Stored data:
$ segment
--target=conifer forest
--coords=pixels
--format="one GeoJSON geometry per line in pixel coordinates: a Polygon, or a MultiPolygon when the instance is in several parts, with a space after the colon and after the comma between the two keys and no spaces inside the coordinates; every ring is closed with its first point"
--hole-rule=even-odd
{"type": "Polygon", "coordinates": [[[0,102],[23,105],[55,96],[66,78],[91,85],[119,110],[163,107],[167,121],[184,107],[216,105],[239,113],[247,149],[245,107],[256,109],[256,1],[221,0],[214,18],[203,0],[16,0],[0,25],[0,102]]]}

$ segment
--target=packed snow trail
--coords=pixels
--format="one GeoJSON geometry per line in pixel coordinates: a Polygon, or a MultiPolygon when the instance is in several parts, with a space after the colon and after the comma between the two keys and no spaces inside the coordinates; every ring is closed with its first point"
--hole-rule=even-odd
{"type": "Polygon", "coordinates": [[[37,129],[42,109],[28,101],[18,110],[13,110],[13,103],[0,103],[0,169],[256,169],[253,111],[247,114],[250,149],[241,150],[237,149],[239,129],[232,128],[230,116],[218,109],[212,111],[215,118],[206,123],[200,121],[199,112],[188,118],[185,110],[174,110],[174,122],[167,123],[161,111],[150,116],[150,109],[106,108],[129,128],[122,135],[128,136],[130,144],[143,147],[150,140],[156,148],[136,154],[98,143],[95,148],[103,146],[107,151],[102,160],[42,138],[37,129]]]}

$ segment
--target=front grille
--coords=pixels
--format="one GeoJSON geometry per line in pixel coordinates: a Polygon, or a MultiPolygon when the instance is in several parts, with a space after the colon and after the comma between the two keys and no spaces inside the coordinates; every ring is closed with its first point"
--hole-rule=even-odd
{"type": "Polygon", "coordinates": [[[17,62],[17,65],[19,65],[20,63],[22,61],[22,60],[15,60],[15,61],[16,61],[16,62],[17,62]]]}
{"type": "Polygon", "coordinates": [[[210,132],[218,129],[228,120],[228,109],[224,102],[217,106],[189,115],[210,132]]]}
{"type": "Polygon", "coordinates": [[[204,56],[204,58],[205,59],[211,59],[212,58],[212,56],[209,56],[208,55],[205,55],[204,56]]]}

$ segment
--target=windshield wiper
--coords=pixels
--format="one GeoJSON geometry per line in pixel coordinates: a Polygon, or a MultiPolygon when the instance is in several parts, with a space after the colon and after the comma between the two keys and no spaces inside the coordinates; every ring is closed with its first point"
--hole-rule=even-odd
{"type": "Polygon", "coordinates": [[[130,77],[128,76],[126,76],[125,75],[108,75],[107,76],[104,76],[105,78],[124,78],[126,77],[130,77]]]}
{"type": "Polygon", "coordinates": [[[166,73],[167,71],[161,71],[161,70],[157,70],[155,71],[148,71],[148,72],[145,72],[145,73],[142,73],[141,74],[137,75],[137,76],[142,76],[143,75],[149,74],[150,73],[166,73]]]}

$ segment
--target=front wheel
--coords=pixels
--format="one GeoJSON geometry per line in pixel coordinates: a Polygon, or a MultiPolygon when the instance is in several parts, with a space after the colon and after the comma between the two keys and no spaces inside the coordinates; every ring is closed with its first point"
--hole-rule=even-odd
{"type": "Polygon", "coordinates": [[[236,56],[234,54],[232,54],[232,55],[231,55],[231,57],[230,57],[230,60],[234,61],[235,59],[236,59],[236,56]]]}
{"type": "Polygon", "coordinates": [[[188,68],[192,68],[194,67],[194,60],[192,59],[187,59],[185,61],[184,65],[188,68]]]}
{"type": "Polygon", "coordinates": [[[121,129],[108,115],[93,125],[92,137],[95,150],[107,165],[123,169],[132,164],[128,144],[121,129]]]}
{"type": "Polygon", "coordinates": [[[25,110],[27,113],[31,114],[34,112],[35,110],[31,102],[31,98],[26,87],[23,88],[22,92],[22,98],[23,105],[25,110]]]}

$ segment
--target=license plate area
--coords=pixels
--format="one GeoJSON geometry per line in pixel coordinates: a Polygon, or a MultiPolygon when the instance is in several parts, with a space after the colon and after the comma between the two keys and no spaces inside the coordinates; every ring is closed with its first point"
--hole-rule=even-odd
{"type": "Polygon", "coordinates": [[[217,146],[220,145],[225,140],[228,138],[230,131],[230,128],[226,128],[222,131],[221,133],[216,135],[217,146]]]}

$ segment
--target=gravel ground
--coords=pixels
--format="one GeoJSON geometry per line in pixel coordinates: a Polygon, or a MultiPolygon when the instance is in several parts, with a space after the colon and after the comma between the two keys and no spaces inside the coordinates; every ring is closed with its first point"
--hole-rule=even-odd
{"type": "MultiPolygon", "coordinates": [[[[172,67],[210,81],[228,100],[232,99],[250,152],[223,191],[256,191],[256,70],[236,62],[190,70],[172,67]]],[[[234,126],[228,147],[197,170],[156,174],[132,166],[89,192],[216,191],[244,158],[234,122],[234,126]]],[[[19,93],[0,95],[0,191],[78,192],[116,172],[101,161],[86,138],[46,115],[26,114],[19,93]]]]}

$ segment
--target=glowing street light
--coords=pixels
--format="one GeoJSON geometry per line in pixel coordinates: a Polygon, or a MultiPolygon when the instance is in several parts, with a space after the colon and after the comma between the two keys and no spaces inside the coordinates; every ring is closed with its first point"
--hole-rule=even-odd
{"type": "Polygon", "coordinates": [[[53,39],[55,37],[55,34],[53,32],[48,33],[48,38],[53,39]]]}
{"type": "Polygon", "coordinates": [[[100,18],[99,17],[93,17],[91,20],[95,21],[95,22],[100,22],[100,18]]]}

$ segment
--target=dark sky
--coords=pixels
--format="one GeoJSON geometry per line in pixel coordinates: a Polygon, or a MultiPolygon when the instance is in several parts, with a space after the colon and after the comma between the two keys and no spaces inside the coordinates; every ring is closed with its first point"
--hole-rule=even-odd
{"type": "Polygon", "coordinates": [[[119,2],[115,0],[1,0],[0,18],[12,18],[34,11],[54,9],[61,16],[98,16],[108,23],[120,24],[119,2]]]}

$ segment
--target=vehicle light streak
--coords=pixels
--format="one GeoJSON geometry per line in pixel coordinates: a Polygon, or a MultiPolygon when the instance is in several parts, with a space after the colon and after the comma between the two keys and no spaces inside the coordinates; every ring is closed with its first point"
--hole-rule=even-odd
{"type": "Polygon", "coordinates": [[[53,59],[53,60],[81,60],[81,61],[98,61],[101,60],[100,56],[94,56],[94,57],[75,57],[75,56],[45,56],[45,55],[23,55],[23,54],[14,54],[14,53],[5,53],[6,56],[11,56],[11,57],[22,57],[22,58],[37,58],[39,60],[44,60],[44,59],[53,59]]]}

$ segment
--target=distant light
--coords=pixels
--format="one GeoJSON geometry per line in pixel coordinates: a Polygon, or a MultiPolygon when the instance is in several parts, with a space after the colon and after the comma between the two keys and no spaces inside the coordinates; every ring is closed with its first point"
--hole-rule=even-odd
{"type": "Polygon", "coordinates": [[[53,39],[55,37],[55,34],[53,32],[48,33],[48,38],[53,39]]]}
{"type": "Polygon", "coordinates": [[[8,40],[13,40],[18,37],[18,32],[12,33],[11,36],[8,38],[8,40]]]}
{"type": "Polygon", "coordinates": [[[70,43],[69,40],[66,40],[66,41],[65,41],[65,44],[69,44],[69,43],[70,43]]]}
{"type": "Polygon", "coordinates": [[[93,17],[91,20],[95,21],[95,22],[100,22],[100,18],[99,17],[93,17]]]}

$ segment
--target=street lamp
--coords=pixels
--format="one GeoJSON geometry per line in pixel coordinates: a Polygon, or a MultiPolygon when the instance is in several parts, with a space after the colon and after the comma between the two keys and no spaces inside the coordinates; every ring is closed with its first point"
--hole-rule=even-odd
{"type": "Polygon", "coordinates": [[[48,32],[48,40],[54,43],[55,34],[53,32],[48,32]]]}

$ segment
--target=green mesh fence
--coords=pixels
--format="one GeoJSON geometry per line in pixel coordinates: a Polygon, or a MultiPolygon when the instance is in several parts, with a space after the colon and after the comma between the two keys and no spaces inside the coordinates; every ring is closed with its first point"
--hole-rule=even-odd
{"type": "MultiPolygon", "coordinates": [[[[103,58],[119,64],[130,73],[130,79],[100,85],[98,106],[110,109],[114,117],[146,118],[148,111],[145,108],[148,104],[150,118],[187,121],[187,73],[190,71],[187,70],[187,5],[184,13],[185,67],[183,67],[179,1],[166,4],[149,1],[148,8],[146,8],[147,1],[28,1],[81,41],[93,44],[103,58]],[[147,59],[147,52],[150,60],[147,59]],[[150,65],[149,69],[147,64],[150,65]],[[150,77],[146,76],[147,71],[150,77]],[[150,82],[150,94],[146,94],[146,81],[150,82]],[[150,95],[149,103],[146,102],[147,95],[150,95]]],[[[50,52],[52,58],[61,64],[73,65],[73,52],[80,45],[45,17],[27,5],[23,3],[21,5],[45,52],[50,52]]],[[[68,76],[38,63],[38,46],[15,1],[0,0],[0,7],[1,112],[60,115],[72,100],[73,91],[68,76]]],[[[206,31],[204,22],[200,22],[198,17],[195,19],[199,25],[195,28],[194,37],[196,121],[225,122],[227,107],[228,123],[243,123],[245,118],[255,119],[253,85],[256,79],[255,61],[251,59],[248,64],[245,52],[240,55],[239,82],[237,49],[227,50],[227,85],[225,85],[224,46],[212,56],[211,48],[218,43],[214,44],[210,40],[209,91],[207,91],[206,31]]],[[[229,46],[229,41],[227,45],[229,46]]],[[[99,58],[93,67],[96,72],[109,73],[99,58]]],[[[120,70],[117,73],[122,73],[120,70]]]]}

### Problem to solve
Gather each line in the records above that contains the word "light", and copy those lines unchanged.

### Exercise output
--target=glowing street light
--target=vehicle light streak
--target=distant light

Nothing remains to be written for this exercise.